**Tâches demandées:**
1. Répondez à ces trois questions d'après le texte sur le combat entre Simon Kean et Adam Braidwood :
(a) Combien de mois Kean a-t-il attendu avant le grand jour ?
(b) En quelle année Braidwood a-t-il été le premier choix au total dans la LCF ?
(c) Pendant combien de rounds Kean a-t-il dit vouloir torturer Braidwood ?
2. Dans le texte sur le combat entre Simon Kean et Adam Braidwood, transformez en liste à puces le paragraphe qui commence par « C'est l'une des autres particularités ». Conservez-en les faits principaux.
3. Prolongez le texte sur le combat entre Simon Kean et Adam Braidwood à partir de sa dernière phrase.

Il y a quelque chose de fascinant dans le combat entre Simon Kean et Adam Braidwood. Plus que l'aspect sportif du choc des poids lourds, c'est sa construction qui est captivante. C'est pour cette raison que le Centre Gervais Auto de Shawinigan sera rempli. C'est pour cette raison qu'on attend d'intéressantes recettes à la télé payante.

On dirait, à plusieurs égards, un scénario de film. Et on veut savoir comment il se terminera, samedi.

Il suffit de regarder l'origine du combat. Le soir même où Braidwood a surpris la planète boxe en assommant Éric Martel, sans élégance aucune, Kean l'a pris en chasse. Kean voulait croiser Braidwood dans un ring, un jour ou l'autre, pour venger son ami. Il aura dû attendre 16 mois avant le grand jour.

Le lendemain du combat contre Martel, le promoteur Camille Estephan appelait le clan Braidwood. Kean, lui, lançait la première d'une série de salves sur les réseaux sociaux. Braidwood n'a pas oublié ce moment.

«Il a dit qu'il était si bon que je ne pourrais même pas toucher ses gants. Ça m'a écoeuré. Il ne me respectait pas. Je veux lui donner une leçon. Simon est talentueux, c'est le numéro un au Canada, mais je suis un vrai. Simon dit que j'ai peur, qu'il va me torturer. C'est faux. Il n'a jamais torturé personne. Moi, j'ai été torturé pour vrai. Quand on me regarde et qu'on me dit des choses comme ça, je sais si tu es sérieux, parce que ça m'est arrivé.»

Les mots exacts de Simon Kean, le mois dernier en conférence de presse, ont été: «Je veux torturer Braidwood pendant 12 longs et pénibles rounds, puis l'envoyer au tapis à la toute fin.»

C'est l'une des autres particularités de ce combat. Avec cette histoire de torture, Braidwood dit la vérité. L'ancien premier choix au total dans la LCF en 2006 s'est retrouvé dans les problèmes jusqu'au cou en raison d'une dépendance aux antidouleurs et des moyens qu'il a dû prendre pour continuer à s'en procurer. Il a aussi passé deux ans en prison pour une histoire d'agression sexuelle et d'entreposage négligent d'une arme à feu. Il a travaillé fort pour remettre sa vie en ordre, grâce à la boxe.

«Quand on dit que j'ai peur d'affronter Kean, as-tu déjà eu à te battre pour ta vie? a demandé Braidwood. As-tu déjà eu 20 gars qui voulaient ta peau? À ce moment, tu connais vraiment la peur. Des gens qui me tirent dessus, qui essaient de me poignarder, de me kidnapper. Dans le ring, je suis heureux qu'il y ait une seule personne contre moi. Ajoutez un .45 dans le ring et je vais commencer à être nerveux.»

Kean trouve peu de sympathie dans l'histoire de rédemption de son adversaire. Lui-même a fait de la prison, pour lésions corporelles et menace de mort. C'était la chute libre il y a quelques années pour cet ancien boxeur olympique à succès. Il s'est relevé, lui aussi, grâce à la boxe professionnelle.

**Informations fournies:**
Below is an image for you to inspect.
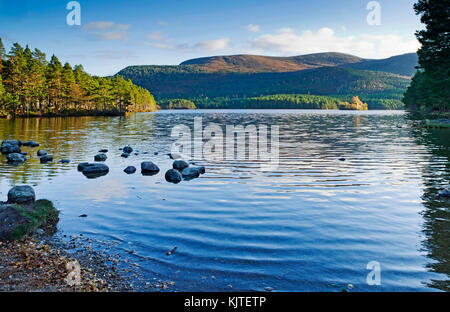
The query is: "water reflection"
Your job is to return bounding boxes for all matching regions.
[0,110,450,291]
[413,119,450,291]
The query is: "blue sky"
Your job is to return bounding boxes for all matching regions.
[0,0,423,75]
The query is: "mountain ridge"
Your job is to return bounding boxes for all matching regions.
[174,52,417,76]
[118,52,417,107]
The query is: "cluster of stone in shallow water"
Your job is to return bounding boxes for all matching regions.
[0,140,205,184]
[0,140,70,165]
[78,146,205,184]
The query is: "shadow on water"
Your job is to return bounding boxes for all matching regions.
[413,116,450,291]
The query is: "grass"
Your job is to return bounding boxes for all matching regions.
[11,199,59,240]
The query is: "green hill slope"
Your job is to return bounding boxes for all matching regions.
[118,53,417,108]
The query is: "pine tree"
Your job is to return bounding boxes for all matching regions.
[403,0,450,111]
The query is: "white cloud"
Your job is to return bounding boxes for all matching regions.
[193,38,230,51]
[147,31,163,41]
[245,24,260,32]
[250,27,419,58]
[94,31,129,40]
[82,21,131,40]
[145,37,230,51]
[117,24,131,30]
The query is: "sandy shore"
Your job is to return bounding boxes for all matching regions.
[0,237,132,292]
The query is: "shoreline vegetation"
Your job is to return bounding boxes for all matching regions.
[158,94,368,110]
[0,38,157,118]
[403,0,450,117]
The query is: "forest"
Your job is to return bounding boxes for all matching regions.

**Réponses par tâche:**
1.
(a) 16 mois.
(b) En 2006.
(c) Pendant 12 rounds.

2.
- Quand il parle de torture, Braidwood dit la vérité.
- Il a été le premier choix au total dans la LCF en 2006.
- Il a connu de graves problèmes à cause d'une dépendance aux antidouleurs et des moyens qu'il a pris pour continuer à s'en procurer.
- Il a passé deux ans en prison pour une agression sexuelle et pour l'entreposage négligent d'une arme à feu.
- Il a remis sa vie en ordre grâce à la boxe.

3.
«Je veux faire taire les critiques qui pensent que je vais perdre. Qui croient que parce qu'il l'a eue difficile, ça fait de lui un meilleur boxeur. Je n'ai pas bâti ma carrière dans la ouate. Je ne suis pas obligé de remettre ça à la surface pour me faire valoir. Je montre les choses bien de ma vie, pas les bêtises.»

Se détestent-ils vraiment?

Récapitulons le scénario de film. On a l'élément déclencheur, puis on a le passé trouble des protagonistes. Il reste l'intrigue, et elle ne manque pas.

Quand la promotrice de Braidwood, Melanie Lubovac, a accepté le combat, elle demandait un an de délai et deux combats de préparation. C'était la condition imposée par l'entraîneur du boxeur, Richard LeStage, pour transformer son poulain.

«J'ai ri en regardant le combat contre Martel, a reconnu l'entraîneur. Je comprends que Simon ait regardé ce combat et cru que c'était une blague. Mais ce n'est plus ce gars dans le ring. Simon devra être au sommet simplement pour survivre.»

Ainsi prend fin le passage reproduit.